[Point annotation records]
-=-=-=-=-
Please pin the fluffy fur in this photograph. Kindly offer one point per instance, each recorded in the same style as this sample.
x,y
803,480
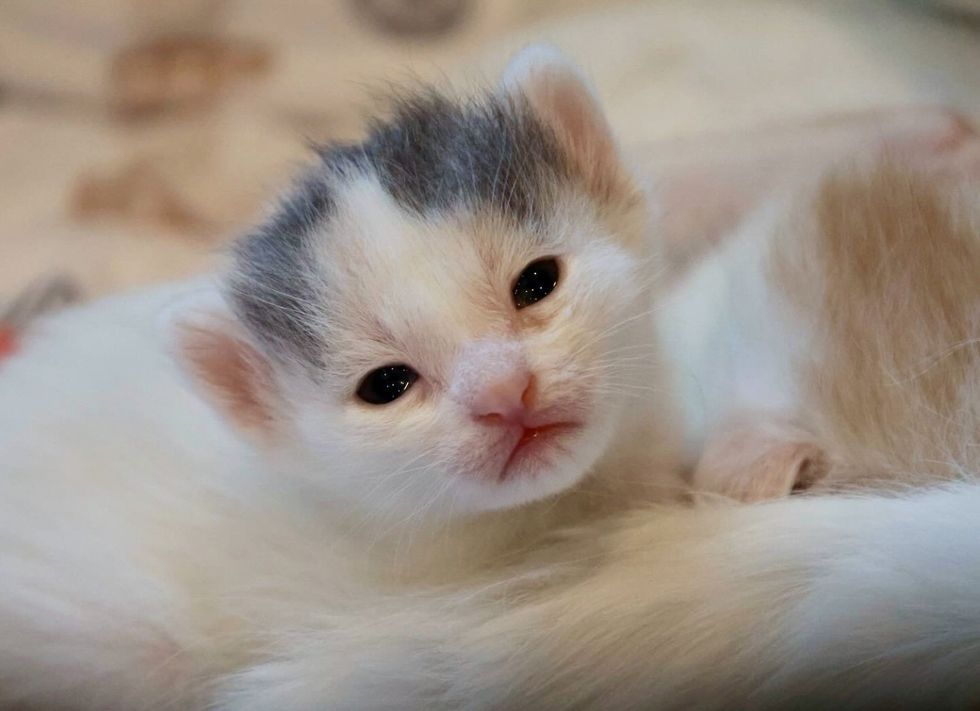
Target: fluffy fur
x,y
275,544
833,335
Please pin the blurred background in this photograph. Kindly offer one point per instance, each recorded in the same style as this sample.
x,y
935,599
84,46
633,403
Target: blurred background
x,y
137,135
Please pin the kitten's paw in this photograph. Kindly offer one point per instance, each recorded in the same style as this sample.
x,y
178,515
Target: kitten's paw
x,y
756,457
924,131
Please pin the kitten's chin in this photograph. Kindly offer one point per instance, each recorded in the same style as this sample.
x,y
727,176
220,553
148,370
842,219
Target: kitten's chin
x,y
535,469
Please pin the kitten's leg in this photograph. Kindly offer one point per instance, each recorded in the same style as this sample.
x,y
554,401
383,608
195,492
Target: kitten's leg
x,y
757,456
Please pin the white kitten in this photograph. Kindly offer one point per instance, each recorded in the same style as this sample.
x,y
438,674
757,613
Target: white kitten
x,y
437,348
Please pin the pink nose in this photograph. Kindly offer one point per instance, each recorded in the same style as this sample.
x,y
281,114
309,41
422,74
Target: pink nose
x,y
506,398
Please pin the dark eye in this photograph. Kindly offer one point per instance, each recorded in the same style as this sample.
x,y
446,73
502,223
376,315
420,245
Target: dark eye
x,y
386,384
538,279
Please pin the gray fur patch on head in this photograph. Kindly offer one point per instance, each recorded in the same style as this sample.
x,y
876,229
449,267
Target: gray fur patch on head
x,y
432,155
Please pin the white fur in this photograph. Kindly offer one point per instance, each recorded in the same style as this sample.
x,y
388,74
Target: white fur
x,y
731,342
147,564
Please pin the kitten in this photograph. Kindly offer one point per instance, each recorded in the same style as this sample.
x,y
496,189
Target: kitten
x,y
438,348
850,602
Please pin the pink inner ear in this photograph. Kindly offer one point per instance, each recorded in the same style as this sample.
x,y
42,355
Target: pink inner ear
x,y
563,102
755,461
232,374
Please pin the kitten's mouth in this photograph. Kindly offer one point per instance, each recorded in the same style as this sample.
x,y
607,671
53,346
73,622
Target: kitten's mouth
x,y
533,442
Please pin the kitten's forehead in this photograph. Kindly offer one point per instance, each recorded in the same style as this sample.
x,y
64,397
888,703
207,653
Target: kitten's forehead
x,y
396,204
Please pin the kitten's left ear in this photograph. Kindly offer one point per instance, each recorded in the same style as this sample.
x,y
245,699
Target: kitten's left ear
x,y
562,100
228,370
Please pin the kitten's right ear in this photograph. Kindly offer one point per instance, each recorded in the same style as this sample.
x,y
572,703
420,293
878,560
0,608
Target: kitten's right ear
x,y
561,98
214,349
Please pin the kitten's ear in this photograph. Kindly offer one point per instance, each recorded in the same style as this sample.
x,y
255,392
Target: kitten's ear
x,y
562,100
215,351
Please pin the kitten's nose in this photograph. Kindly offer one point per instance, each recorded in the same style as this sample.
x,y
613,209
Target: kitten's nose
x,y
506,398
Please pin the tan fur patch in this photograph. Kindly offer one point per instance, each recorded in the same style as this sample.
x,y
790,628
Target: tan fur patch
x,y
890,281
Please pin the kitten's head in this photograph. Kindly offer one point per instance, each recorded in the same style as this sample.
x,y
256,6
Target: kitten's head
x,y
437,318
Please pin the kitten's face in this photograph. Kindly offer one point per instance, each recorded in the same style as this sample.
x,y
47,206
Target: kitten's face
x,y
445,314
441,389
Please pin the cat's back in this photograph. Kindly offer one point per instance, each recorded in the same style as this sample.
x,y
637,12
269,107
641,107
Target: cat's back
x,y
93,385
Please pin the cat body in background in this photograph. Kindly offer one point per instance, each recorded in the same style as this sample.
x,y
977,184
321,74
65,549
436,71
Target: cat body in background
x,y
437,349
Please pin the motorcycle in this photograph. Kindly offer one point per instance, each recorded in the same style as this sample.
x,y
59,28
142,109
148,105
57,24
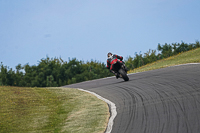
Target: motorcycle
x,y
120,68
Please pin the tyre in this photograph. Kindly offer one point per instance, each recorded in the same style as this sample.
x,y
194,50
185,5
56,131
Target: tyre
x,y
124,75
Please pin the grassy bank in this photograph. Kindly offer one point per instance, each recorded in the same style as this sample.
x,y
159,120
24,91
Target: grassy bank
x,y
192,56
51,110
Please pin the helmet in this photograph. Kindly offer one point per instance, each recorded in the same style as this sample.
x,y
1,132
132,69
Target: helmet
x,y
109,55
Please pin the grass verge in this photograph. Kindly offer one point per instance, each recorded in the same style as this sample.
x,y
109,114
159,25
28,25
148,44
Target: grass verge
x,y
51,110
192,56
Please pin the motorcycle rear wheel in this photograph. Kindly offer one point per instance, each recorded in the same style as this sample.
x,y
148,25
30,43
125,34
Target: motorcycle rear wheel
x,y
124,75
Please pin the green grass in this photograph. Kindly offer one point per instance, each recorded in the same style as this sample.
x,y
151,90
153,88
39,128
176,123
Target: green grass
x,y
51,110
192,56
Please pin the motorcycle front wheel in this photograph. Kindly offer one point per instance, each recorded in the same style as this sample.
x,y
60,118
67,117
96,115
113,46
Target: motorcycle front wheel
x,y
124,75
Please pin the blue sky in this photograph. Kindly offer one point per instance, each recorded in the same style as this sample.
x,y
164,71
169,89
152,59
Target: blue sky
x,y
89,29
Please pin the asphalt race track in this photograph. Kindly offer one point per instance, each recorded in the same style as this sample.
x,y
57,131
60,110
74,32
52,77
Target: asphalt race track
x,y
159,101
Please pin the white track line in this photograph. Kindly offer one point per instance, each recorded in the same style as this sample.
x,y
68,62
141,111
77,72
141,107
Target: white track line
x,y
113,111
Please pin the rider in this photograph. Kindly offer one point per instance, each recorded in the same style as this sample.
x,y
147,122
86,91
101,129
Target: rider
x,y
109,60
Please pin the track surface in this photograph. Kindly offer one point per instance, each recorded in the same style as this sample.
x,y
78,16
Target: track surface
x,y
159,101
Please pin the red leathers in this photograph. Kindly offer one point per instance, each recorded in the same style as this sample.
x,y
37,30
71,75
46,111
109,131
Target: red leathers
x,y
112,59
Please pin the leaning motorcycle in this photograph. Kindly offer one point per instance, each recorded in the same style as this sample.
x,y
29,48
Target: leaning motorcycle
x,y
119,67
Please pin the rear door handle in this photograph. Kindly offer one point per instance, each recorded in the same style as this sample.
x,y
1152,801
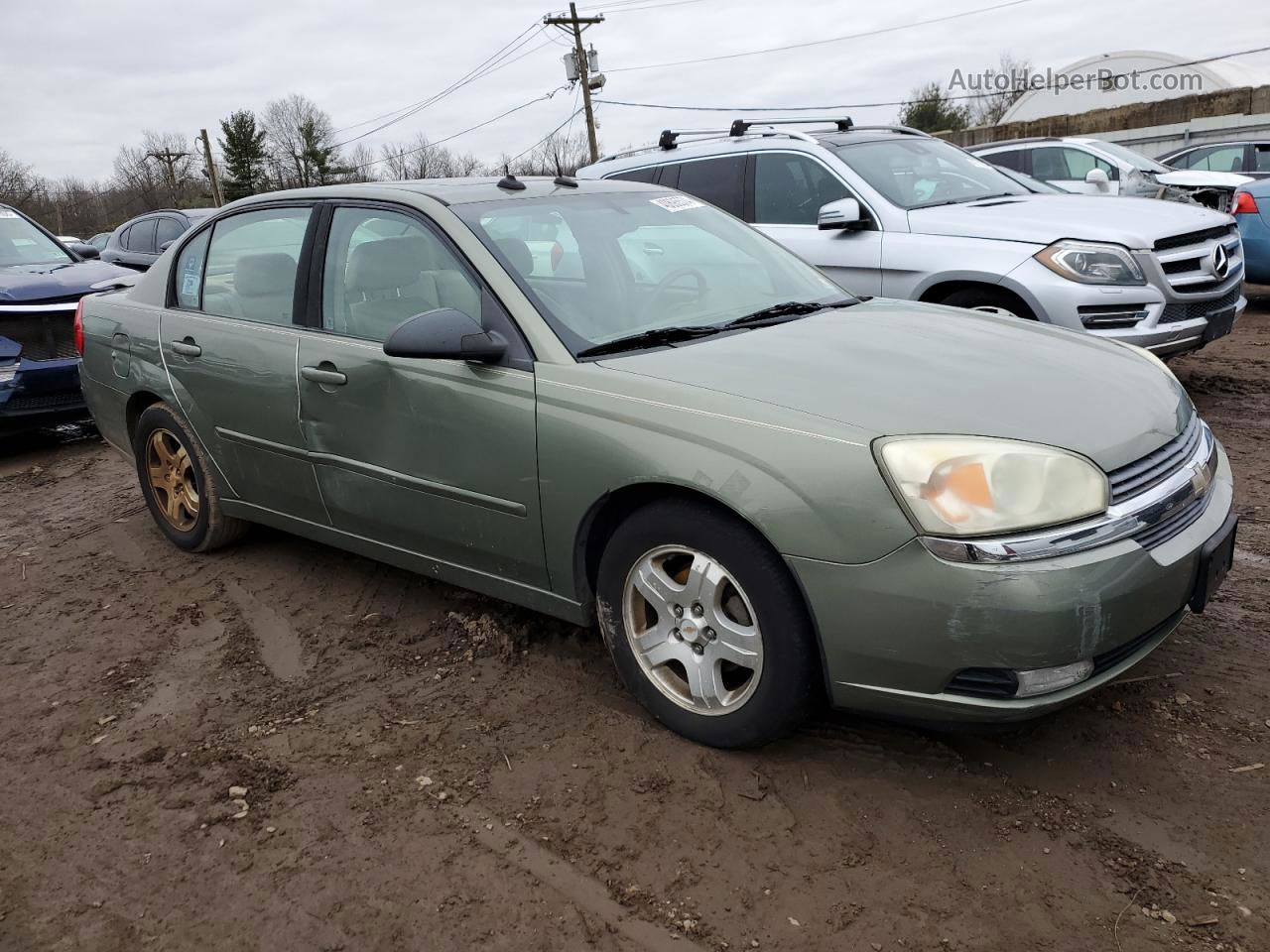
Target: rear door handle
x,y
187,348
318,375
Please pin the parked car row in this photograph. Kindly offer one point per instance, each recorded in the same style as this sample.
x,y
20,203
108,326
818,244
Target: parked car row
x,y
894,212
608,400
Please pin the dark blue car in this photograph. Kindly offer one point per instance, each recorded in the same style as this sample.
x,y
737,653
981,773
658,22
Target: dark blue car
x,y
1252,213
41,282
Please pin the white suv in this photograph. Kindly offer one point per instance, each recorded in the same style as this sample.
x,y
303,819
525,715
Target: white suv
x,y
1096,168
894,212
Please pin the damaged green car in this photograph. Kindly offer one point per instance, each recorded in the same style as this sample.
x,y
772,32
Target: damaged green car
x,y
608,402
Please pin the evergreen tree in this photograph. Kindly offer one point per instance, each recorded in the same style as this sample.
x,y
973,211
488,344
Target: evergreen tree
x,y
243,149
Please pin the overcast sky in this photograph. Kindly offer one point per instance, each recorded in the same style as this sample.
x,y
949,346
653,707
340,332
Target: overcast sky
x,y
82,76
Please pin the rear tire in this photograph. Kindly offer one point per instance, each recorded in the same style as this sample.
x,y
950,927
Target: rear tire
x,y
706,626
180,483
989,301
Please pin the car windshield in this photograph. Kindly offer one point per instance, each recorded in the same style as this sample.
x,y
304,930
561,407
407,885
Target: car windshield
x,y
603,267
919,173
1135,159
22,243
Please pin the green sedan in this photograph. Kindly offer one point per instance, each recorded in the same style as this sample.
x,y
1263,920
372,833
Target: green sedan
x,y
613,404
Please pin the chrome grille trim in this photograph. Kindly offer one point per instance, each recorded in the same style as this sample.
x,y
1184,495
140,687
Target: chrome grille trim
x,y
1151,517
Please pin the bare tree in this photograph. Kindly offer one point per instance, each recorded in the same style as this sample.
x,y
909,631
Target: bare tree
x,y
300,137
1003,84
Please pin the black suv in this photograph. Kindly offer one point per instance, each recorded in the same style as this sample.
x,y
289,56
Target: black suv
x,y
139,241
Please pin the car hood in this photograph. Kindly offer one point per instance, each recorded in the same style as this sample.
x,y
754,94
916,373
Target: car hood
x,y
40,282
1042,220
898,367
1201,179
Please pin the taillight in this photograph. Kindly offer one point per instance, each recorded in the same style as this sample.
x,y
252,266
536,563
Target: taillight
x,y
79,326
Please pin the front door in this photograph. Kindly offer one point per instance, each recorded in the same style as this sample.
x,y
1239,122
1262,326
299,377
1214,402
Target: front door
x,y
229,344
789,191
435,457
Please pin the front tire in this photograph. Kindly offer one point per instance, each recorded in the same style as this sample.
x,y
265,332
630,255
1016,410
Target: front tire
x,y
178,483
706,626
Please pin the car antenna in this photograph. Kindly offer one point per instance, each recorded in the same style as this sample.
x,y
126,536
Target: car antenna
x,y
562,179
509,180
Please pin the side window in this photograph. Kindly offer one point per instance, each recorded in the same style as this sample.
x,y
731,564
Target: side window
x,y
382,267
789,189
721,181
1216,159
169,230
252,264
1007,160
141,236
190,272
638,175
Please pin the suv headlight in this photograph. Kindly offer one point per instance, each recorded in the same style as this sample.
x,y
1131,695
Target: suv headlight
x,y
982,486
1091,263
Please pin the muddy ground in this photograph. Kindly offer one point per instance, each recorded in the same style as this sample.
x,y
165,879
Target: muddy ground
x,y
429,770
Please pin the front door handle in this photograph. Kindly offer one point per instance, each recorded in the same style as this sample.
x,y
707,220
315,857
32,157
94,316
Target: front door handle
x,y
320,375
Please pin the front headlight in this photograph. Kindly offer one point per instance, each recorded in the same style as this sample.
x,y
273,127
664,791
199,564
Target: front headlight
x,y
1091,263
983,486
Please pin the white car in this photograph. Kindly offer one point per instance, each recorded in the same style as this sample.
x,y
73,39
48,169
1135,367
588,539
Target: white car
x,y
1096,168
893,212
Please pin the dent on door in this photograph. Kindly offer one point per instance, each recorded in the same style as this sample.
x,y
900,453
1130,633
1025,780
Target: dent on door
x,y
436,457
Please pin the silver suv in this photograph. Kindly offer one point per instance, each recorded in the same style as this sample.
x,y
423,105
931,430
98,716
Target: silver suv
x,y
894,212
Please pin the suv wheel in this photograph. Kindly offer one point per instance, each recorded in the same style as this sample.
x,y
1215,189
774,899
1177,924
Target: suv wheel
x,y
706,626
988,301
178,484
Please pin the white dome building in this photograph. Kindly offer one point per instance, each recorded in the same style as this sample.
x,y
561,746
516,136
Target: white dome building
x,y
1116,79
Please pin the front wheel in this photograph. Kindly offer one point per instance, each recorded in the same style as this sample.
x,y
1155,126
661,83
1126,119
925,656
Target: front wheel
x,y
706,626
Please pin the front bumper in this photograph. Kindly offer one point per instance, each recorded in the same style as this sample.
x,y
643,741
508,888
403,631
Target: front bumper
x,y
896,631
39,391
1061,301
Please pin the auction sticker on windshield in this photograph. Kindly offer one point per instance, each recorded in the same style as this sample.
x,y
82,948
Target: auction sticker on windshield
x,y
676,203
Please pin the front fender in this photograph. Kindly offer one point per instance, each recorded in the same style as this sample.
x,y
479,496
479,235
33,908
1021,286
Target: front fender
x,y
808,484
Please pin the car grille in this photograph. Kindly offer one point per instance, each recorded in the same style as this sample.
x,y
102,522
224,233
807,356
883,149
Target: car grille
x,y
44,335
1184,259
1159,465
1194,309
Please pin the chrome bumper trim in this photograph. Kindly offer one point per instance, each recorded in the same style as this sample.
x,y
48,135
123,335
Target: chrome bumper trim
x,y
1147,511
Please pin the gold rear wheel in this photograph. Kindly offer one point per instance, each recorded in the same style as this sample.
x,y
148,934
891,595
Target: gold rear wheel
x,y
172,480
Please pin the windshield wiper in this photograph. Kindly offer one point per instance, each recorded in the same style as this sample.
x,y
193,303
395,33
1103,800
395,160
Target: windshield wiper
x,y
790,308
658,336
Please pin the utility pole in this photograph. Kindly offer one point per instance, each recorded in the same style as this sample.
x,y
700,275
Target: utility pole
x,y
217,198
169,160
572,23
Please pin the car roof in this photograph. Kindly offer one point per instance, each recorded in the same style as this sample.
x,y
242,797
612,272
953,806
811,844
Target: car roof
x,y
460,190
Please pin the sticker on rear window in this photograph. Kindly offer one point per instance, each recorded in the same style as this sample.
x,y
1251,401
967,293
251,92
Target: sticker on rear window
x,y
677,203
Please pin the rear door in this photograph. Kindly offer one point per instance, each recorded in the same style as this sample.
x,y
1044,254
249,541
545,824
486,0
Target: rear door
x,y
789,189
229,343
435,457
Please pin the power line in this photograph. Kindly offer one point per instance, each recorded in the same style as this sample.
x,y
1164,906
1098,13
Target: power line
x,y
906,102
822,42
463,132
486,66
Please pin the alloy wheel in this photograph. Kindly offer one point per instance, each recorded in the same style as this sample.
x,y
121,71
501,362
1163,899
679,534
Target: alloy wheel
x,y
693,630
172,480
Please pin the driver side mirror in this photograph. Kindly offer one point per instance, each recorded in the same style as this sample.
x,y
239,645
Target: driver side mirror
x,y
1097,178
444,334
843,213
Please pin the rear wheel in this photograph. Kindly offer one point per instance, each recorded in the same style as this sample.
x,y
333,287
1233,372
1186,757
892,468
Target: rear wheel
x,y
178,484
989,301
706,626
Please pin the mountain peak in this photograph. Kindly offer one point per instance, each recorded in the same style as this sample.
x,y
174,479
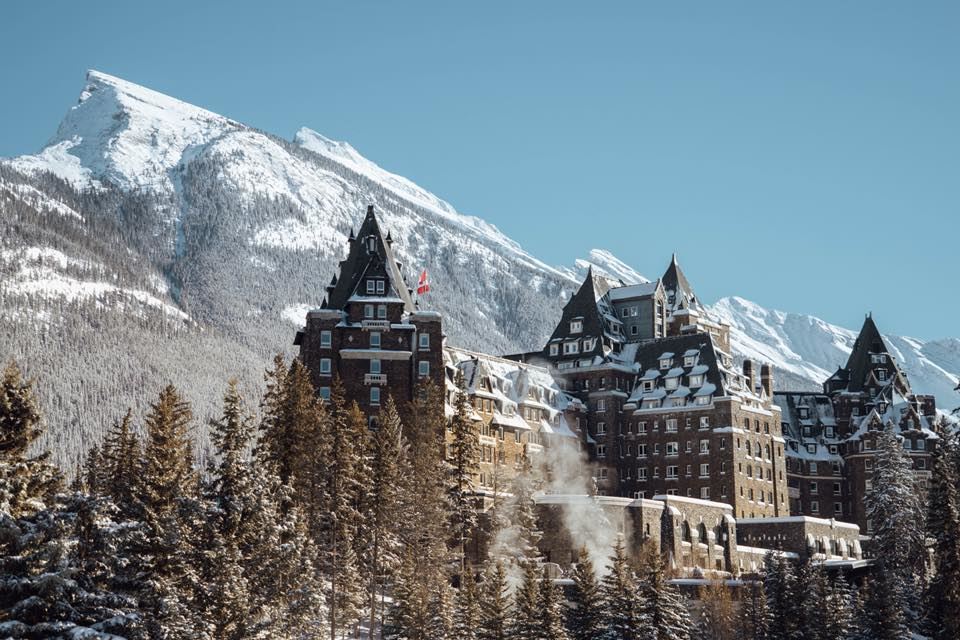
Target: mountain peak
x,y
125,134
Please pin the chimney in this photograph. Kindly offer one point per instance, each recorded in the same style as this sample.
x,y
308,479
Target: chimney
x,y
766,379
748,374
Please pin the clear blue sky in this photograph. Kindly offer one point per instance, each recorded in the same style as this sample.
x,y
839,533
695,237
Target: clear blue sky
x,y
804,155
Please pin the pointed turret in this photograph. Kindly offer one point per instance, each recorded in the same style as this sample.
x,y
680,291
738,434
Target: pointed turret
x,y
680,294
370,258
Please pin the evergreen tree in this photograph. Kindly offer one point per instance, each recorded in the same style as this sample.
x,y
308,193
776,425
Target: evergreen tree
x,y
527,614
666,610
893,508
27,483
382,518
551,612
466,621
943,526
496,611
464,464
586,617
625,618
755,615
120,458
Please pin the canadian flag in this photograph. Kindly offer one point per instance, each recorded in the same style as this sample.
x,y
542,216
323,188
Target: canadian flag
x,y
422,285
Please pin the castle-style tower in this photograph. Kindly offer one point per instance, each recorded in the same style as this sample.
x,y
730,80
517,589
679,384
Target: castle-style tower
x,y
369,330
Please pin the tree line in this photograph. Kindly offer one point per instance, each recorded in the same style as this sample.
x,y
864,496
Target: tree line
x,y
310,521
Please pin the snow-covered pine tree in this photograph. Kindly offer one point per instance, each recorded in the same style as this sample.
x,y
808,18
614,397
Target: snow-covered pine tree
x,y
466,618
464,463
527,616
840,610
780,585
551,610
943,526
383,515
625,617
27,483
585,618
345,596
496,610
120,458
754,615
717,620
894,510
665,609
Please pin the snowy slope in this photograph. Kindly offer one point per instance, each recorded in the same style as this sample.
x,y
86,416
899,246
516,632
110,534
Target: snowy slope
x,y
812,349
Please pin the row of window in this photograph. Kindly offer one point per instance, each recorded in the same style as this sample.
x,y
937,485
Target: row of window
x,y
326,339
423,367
-=-=-=-=-
* **Problem requirements**
Rename "snowy slope" to "icy slope" in everything from the line containing "Please pin the tree" down to the end of the material. Write out those lines again with nothing else changed.

* **Final answer**
Please pin the tree line in this photograph. Kindly offer one point per instance, each recorded in the same style as this sample.
x,y
864,496
Target: tree line
x,y
310,521
Please pin the snow-covered pine tree in this photograph. Kindly offer one point per instance, each recorded in the same style as this sample.
x,y
808,18
614,397
Target: snow-covered pine tree
x,y
466,618
464,463
527,616
840,610
780,585
551,610
943,526
383,515
625,617
27,483
585,618
345,596
496,610
120,458
754,615
717,620
894,510
665,609
Please pin the icy slope in this photograph. Kindly offer one point per instance, each recorded in the same style as this sample.
x,y
86,416
899,246
516,632
110,534
Target: icy slope
x,y
812,349
Please pin the row of window in this photograph. Kindly offer one point per instance, each recorded in the same style as this sample.
x,y
937,485
Target: row of window
x,y
326,339
423,367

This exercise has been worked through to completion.